PROBLEM.
Repeat every entry word for word, skipping the pictures.

==== LISTED ENTRIES

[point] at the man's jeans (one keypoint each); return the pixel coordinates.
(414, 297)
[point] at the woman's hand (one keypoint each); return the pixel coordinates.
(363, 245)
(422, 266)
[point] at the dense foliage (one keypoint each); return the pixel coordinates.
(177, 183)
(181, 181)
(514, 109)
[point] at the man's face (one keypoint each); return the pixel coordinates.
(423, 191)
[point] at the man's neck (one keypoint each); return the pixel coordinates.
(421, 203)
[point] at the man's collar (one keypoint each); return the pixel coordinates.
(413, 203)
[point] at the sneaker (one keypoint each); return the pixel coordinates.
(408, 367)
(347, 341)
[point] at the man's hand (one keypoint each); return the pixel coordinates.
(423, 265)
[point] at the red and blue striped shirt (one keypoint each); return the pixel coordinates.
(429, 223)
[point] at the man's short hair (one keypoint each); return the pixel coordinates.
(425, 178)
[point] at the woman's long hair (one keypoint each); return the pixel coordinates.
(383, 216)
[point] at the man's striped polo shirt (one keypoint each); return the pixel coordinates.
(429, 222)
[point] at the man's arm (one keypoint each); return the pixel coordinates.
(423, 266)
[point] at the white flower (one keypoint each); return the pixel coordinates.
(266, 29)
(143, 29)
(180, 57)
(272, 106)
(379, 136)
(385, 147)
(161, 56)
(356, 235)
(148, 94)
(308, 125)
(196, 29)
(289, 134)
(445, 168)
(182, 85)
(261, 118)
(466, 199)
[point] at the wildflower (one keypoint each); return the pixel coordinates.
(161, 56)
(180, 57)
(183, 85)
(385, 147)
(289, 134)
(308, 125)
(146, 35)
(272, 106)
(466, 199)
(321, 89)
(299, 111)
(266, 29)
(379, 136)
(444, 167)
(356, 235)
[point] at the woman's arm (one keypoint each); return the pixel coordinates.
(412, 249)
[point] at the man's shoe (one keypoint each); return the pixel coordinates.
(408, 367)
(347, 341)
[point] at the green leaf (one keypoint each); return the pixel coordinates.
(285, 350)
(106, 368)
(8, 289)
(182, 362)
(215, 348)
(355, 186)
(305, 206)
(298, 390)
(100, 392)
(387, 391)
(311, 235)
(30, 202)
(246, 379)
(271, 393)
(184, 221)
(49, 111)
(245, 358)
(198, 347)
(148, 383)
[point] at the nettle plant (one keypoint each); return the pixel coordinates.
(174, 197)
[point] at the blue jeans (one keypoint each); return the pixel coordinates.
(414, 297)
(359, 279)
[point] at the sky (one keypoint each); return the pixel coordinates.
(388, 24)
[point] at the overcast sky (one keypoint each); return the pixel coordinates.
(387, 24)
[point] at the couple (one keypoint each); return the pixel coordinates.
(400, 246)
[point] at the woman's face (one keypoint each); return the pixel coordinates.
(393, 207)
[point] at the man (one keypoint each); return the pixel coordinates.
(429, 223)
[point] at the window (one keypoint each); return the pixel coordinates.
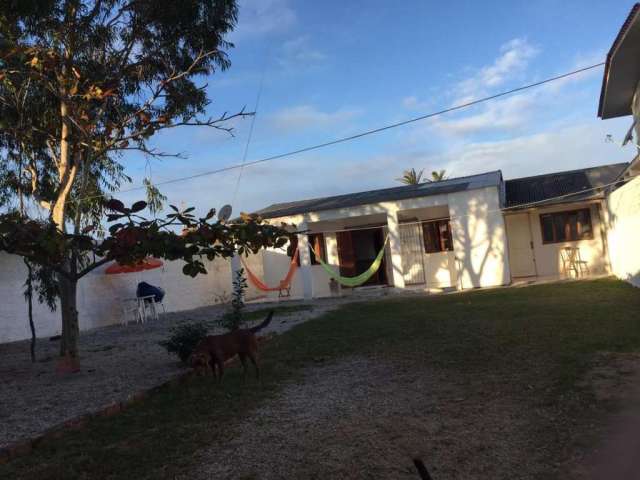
(316, 243)
(437, 236)
(567, 226)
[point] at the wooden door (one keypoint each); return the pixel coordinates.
(521, 257)
(346, 255)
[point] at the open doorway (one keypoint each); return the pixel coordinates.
(357, 250)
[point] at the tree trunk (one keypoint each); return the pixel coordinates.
(30, 309)
(69, 361)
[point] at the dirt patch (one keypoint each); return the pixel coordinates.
(367, 418)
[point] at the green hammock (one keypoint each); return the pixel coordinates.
(359, 279)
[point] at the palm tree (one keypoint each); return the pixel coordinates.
(438, 175)
(411, 177)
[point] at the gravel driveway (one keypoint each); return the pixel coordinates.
(117, 362)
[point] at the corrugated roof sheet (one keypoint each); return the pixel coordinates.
(576, 183)
(451, 185)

========

EXERCISE RESPONSE.
[point] at the man's jeans (one keypoint each); return the pixel coordinates.
(414, 297)
[point] at the woman's hand (one keypoint each); return the pixel coordinates.
(363, 245)
(422, 266)
[point] at the dense foliage (one keypoint each); return the pixel coordinates.
(177, 183)
(181, 181)
(514, 109)
[point] at the man's face (one keypoint each); return the pixel coordinates.
(423, 191)
[point] at the man's neck (one keypoint each); return the pixel coordinates.
(421, 203)
[point] at the man's collar (one keypoint each); return the pixel coordinates.
(413, 203)
[point] at the sneaker (one keypoint each); return the pixel coordinates.
(408, 367)
(347, 341)
[point] at the man's hand (one keypoint each); return the pixel coordinates.
(423, 265)
[point] at the red and blue striped shirt (one keypoint each); return the pixel coordinates.
(429, 223)
[point] at the man's short hair (one keypoint each); return the pixel coordinates.
(425, 178)
[point] at the woman's long hair (one keypoint each); return the pixel coordinates.
(383, 216)
[point] at the man's striped polo shirt (one keypoint each); return the pixel coordinates.
(429, 222)
[point] at the man's arm (one keypoint each); return the pixel coordinates.
(423, 266)
[point] at the white flower (one keypoint each); return the pixel coordinates.
(266, 29)
(143, 29)
(180, 57)
(272, 106)
(379, 136)
(385, 147)
(161, 56)
(356, 235)
(148, 94)
(308, 125)
(196, 29)
(289, 134)
(445, 168)
(182, 85)
(261, 118)
(466, 199)
[point] at the wildflower (one keypoint each); return the pixel coordinates.
(161, 56)
(180, 57)
(183, 85)
(385, 147)
(289, 134)
(308, 125)
(146, 35)
(272, 106)
(466, 199)
(321, 89)
(299, 111)
(266, 29)
(379, 136)
(444, 167)
(356, 235)
[point] at the woman's arm (one keypoint each); return the pixel coordinates.
(412, 249)
[point] at the man's shoe (one keypoint each); return the pixel coordinates.
(408, 367)
(347, 341)
[point] at the green leaf (one keypoint each); return the pixel coordinates.
(285, 350)
(106, 368)
(8, 289)
(182, 362)
(215, 348)
(355, 186)
(305, 206)
(298, 390)
(100, 392)
(387, 391)
(311, 235)
(30, 202)
(246, 379)
(271, 393)
(184, 221)
(49, 111)
(245, 358)
(198, 347)
(148, 383)
[point] at the nettle plant (one keypoint each); return the pixel coordinates.
(174, 197)
[point] at the blue jeans (one keypoint each); return the pixel coordinates.
(414, 297)
(359, 279)
[point] at the sky (one keypoint each); return the pixel coordinates.
(388, 24)
[point] at the overcast sky (one keypoint each); return the pixel coordinates.
(387, 24)
[point] at the couple (one keypoint each); return the pixel coordinates.
(400, 246)
[point] at the woman's face (one keypoint each); return the pixel coordinates.
(393, 207)
[point] at the man (one keypoint each); return the pixel coordinates.
(429, 223)
[point] at the window (one keypoint each); return the pixel coordinates.
(316, 243)
(437, 236)
(567, 226)
[point] at the wooden door (one keypoint each); return the pixel coordinates.
(521, 257)
(346, 255)
[point] at the open doorway (one keypoint each); return the pixel coordinates.
(357, 250)
[point] at the tree trunk (one keypoint each); return the pixel coordinates.
(30, 309)
(69, 361)
[point] at the dirt patch (one keypoint each); return the pixel coordinates.
(367, 418)
[point] at the green hammock (one keypoint each); return the pixel coordinates.
(359, 279)
[point] at the palm tree (one keypoint each); return the pixel coordinates.
(438, 175)
(411, 177)
[point] at the gravel driveway (one keypoint each); return the pixel coordinates.
(117, 362)
[point] at the corrugated roof sheet (one keypoint each); return the pixel coordinates.
(576, 183)
(451, 185)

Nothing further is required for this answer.